Forum Discussion

ColP's avatar
ColP
Icon for LM Champion rankLM Champion
2 years ago

When an anomaly isn't an anomaly what could i do?

What can i do when anomaly detection wont work ( something that is seen on a regular basis, and dynamic threshold also wont help where it is within range?

For example a drive on a server gets filled with data ( drive is normally cleared down on a daily basis ) but when someone decides to upload a larger than expected amount the drive hasn't been cleared or with other uploads throughout the day  there isn't enough space.

You are happy if the drive is above 80% during the night because if it hasn't cleared it can be dealt with in the morning ( no need to get anyone out of bed ) but if there is a rapid spike ( more than 2.5% growth in used space in a 30min period ) then they need an alert to get out of bed and fix / make enough room for the data.

A possible solution is a datasource that will alert if the drive is over the 80% but only with that rapid growth.

DataSource calls the api for the last 30min worth of data and calculates the growth rate.

The below is the code for a C drive but the drive letter can be changed easily in the code below, same with the 2.5% and the 80% values, they could also be parameterised for different ranges on different devices.

<# Use TLS 1.2 #>
[Net.ServicePointManager]::SecurityProtocol = [Net.SecurityProtocolType]::Tls12

<# account info #>
$accessId = '##apiaccessid.key##'
$accessKey = '##apiaccesskey.key##'
$company = '##company##'
$deviceId = "##system.deviceId##"

<# request details #>
$httpVerb = 'GET'
$resourcePath = "/device/devices/$deviceId/devicedatasources"
$queryParams = '?filter=dataSourceName:"WinVolumeUsage-"'

<# Construct URL #>
$url = 'https://' + $company + '.logicmonitor.com/santaba/rest' + $resourcePath + $queryParams

<# Get current time in milliseconds #>
$epoch = [Math]::Round((New-TimeSpan -start (Get-Date -Date "1/1/1970") -end (Get-Date).ToUniversalTime()).TotalMilliseconds)

<# Concatenate Request Details #>
$requestVars = $httpVerb + $epoch + $data + $resourcePath

<# Construct Signature #>
$hmac = New-Object System.Security.Cryptography.HMACSHA256
$hmac.Key = [Text.Encoding]::UTF8.GetBytes($accessKey)
$signatureBytes = $hmac.ComputeHash([Text.Encoding]::UTF8.GetBytes($requestVars))
$signatureHex = [System.BitConverter]::ToString($signatureBytes) -replace '-'
$signature = [System.Convert]::ToBase64String([System.Text.Encoding]::UTF8.GetBytes($signatureHex.ToLower()))

<# Construct Headers #>
$auth = 'LMv1 ' + $accessId + ':' + $signature + ':' + $epoch
$headers = New-Object "System.Collections.Generic.Dictionary[[String],[String]]"
$headers.Add("Authorization",$auth)
$headers.Add("Content-Type",'application/json')
$headers.Add("X-Version","3")

> **DATA LISTING**

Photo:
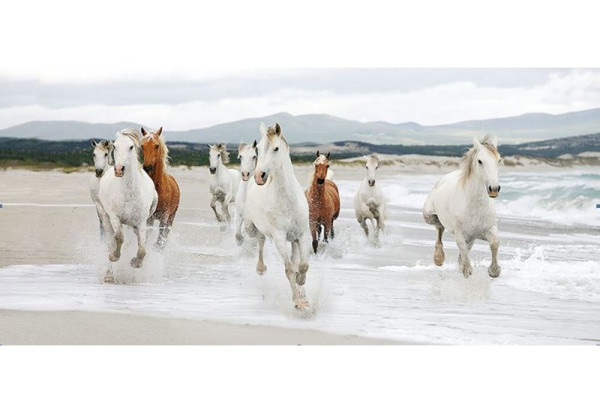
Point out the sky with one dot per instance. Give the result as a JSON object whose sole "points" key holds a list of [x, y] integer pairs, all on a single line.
{"points": [[188, 100]]}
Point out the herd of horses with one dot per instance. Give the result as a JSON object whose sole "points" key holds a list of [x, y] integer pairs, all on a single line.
{"points": [[271, 203]]}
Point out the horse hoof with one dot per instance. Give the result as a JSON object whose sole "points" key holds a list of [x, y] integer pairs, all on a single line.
{"points": [[301, 278], [494, 272], [239, 239], [261, 269], [136, 262]]}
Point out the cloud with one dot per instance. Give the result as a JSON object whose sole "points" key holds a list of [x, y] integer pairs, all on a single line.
{"points": [[427, 96]]}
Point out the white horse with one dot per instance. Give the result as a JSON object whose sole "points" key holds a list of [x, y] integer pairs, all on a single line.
{"points": [[223, 181], [127, 196], [247, 154], [103, 160], [460, 202], [276, 207], [369, 202]]}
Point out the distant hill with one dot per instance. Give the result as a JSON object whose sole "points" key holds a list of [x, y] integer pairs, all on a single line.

> **PARTS OF THE EXERCISE**
a. In the forum post on drive-space alerts, why is a drive above 80% during the night acceptable without an alert? Answer in one to three sentences.
b. According to the forum post on drive-space alerts, what growth in used space counts as a rapid spike?
c. Translate this sentence from the forum post on drive-space alerts into Spanish: "DataSource calls the api for the last 30min worth of data and calculates the growth rate."

> **WORKED ANSWERS**
a. If the drive hasn't been cleared, the problem can be dealt with in the morning. Nobody needs to be called out of bed unless used space is growing rapidly.

b. More than 2.5% growth in used space within a 30-minute period.

c. DataSource llama a la API para obtener los datos de los últimos 30 minutos y calcula la tasa de crecimiento.